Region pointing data
== Segment start ==

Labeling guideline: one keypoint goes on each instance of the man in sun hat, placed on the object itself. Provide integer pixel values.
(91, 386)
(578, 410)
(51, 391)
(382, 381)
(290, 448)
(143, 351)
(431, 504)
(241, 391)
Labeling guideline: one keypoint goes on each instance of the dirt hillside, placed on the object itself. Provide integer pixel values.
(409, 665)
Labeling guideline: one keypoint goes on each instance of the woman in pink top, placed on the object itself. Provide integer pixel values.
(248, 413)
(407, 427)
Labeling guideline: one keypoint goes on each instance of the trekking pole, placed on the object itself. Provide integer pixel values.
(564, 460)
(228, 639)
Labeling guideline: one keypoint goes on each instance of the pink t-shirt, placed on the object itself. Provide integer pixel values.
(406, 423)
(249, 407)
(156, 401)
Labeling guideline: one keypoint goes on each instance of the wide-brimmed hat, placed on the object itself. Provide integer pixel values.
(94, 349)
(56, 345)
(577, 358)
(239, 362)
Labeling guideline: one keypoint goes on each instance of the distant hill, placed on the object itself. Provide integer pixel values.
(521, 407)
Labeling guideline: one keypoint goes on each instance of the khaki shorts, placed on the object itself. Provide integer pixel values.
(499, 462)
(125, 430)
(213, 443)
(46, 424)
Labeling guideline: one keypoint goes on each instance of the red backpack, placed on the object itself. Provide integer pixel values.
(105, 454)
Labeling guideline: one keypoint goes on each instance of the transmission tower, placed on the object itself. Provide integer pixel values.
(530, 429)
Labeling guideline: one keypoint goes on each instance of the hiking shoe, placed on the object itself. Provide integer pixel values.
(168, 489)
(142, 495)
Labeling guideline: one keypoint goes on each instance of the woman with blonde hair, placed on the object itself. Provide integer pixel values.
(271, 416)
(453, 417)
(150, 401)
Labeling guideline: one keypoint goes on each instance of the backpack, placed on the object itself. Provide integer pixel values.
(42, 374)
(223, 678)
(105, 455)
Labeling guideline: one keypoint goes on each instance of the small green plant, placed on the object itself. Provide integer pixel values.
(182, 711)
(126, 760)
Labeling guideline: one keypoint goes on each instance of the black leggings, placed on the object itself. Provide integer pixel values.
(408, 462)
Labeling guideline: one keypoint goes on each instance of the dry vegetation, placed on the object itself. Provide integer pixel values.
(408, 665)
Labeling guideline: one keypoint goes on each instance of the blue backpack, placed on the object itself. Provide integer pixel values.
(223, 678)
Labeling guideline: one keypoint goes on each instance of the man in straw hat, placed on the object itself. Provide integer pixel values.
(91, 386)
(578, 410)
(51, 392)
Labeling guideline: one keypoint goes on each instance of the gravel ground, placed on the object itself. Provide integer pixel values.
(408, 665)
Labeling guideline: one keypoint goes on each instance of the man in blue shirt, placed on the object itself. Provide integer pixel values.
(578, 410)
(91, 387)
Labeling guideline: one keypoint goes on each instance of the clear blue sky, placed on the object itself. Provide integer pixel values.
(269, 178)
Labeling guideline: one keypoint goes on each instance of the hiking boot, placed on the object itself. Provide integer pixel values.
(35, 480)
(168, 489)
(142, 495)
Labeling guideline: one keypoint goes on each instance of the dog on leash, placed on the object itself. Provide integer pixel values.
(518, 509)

== Segment end ==

*What to work on:* What this exercise asks for is the data above, retyped exactly.

*The answer:*
Labeling guideline: one keypoint goes on each instance of the man in sun hat, placed on the object itself. Provide integer pixel values.
(91, 386)
(578, 410)
(51, 391)
(382, 381)
(290, 448)
(143, 351)
(431, 504)
(241, 391)
Labeling guideline: one keypoint goes on each instance of the dirt hillside, placed on the object itself. Provide integer pixel values.
(409, 665)
Labeling guideline: one keypoint goes on each instance of the woman in pink top, placed on the object itself. Provide integer pixel values.
(248, 413)
(407, 427)
Labeling guideline: one keypoint goes on each instance of the trekking pole, placed on the object itself. Provide integer pixel values.
(564, 460)
(228, 639)
Labeling guideline: one keypoint goes on each instance of the pink t-shirt, placed on the object itself. Provide integer pixel values.
(406, 423)
(249, 407)
(156, 401)
Labeling guideline: one keypoint goes on each instance of the wide-brimmed hat, placed on the object itself. Provide integer pixel values.
(94, 349)
(56, 345)
(577, 358)
(239, 362)
Labeling guideline: one keypoint goes on each instance of the distant hill, placed on the object itself. Provide integer pixel values.
(521, 407)
Labeling guideline: one keypoint goes on each instance of the khaki shorts, placed on the object itself. Provide integer pixel values.
(499, 462)
(125, 430)
(213, 443)
(46, 424)
Labeling guideline: one keypoint goes on each instance of the red backpack, placed on the object itself. Provide integer pixel values.
(105, 454)
Labeling guideline: one keypoint goes on each instance of the transmission tower, placed on the object itself. Provide integer pixel values.
(530, 429)
Labeling guideline: one keypoint goes on each instance of the hiking shoe, placed on the object itself. Provide integer pixel values.
(168, 489)
(142, 495)
Labeling guideline: one keypoint goes on each instance of the woman with blonde hair, placed on the object itself. Provide integer pixel values.
(271, 416)
(453, 417)
(150, 401)
Labeling guideline: one keypoint goes on each instance of the backpack, placed on the object itself. Provide integer pixel values.
(42, 374)
(223, 678)
(105, 455)
Labeling guideline: one keypoint goes on each instance of the small green plant, placed on the object itself. Provide integer pixel values.
(182, 711)
(126, 760)
Labeling guideline: one keypoint goes on each instance of the black leggings, placed on the object itself. Provide integer pixel values.
(408, 462)
Labeling guideline: one keypoint goes on each instance of the dry vegetation, placed on the object itself. Provide integer pixel values.
(408, 665)
Labeling guideline: one keypoint goes on each instance of the blue backpack, placed on the object itself. Provide integer pixel values.
(223, 678)
Labeling guideline: one keypoint goes on each instance of the man in straw hat, placed on the object itself. Provide integer pixel values.
(91, 386)
(578, 410)
(51, 392)
Labeling guideline: one keypoint goes on each instance of the gravel ground, placed on the object itself. Provide integer pixel values.
(408, 665)
Labeling guideline: one keypoint goes on each instance of the man in blue shirt, placed on the object itself. Provide integer pixel values.
(578, 410)
(91, 387)
Labeling guideline: one keypoint goes on each instance of the clear blue sky, placed on the object itself. Provide integer pixel values.
(269, 178)
Labeling guideline: one keypoint goes on each instance of the hiking boot, placed on the object itself. Provide integer pixel values.
(35, 480)
(168, 489)
(142, 495)
Labeling guideline: one keypoint goes on each instance of the dog on leash, placed on the object itself. Provide integer pixel values.
(518, 509)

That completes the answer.